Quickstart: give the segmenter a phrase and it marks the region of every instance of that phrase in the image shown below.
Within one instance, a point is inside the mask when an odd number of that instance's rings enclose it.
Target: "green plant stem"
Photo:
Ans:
□ □ □ □ □
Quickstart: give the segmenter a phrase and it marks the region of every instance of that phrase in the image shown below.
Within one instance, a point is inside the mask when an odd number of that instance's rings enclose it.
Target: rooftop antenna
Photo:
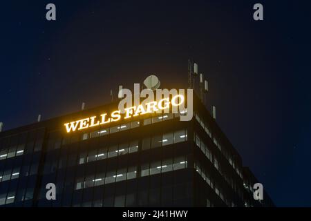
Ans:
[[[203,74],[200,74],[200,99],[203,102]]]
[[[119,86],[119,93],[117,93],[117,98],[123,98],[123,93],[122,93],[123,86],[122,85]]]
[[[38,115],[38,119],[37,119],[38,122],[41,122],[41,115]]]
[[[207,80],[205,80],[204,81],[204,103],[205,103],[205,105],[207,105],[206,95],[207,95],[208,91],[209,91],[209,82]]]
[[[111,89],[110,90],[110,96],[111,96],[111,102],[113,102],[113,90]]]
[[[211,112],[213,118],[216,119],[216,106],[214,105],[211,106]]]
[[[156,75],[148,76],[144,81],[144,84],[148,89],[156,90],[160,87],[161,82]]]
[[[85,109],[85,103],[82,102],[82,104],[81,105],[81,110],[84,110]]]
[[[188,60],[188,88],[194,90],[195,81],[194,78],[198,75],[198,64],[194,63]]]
□ □ □ □ □
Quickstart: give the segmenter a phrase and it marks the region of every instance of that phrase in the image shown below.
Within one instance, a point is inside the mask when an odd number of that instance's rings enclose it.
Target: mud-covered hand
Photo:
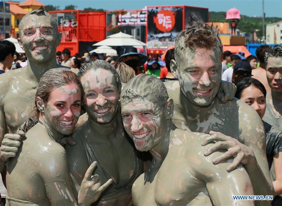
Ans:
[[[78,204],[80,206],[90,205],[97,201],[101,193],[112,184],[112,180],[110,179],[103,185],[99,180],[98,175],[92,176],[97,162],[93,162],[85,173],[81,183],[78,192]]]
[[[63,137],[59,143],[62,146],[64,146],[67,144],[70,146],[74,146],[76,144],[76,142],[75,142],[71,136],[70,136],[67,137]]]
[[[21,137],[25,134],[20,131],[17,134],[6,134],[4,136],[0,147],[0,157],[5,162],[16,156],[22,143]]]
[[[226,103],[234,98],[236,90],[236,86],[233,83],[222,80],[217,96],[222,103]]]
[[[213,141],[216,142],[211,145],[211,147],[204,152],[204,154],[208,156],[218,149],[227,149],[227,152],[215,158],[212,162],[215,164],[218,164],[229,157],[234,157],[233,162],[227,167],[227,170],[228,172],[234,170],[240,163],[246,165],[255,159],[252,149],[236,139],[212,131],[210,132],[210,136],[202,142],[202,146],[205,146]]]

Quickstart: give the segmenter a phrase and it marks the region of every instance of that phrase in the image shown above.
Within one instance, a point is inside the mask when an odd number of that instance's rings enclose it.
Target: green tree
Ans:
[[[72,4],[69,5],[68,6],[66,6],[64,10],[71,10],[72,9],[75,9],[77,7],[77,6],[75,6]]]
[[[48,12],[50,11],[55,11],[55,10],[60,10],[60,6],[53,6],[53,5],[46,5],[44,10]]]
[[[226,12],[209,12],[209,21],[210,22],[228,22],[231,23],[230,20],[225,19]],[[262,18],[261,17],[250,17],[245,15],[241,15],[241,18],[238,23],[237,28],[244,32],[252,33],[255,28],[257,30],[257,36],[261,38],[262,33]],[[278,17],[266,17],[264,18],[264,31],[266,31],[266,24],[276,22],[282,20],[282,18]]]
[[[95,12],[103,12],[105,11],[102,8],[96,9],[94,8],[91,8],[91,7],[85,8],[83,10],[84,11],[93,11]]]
□ □ □ □ □
Gather every line of the records above that contains the string "Target", and copy each one as it appears.

Target: "green plant stem"
Target: rooftop antenna
Target: mud-covered hand
Target: green tree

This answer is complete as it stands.